:: Dataset entries

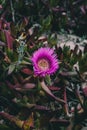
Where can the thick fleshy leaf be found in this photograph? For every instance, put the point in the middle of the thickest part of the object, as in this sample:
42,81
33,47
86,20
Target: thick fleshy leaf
11,69
9,39
47,90
53,88
60,122
26,71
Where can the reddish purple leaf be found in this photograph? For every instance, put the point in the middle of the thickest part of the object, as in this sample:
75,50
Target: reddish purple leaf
52,88
9,39
26,71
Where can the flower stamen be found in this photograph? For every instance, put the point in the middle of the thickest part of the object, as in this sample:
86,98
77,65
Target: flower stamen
43,64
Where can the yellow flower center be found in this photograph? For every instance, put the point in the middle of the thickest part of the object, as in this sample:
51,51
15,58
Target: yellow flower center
43,64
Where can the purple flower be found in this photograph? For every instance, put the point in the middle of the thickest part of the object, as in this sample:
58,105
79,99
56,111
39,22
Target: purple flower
44,62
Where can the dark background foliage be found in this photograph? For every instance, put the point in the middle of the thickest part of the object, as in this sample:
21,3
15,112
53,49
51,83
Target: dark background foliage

::::

> **Goal**:
Write out every line of the material above without changing a word, and leave the pictures out.

> **Expected answer**:
Where can the thick fleshy leaf be found in this photograph? For every instance, put the point in the middle of the thickest part of the object, as in this sample:
42,81
33,47
86,20
Target: thick fleshy leaf
11,69
9,39
47,90
53,88
60,122
26,71
Where can the reddish purple leaf be found in this photograph? For every instance, put the point in the middle of the thickest part of the object, as in this sample:
75,50
Target: reddish purple leaf
52,88
9,39
26,71
Where can the flower stamen be found in this photograph? For every instance, put the point in the middle of the thickest part of the object, as in this sample:
86,98
77,65
Target: flower stamen
43,64
Where can the yellow flower center be found in this photograph? For every instance, put the point in the middle of the thickest part of the object, as in this sample:
51,51
15,58
Target: yellow flower center
43,64
Where can the purple flower be found in this photograph? For every instance, put the point in the middle of the thickest part of the object, as in this sample:
58,105
79,99
56,111
39,22
Target: purple flower
44,62
Where can the dark background foliage be found in this photograph? For every instance, put the point in the middle of the thickest part of the object, as in this sample:
21,3
15,112
53,49
51,83
Target: dark background foliage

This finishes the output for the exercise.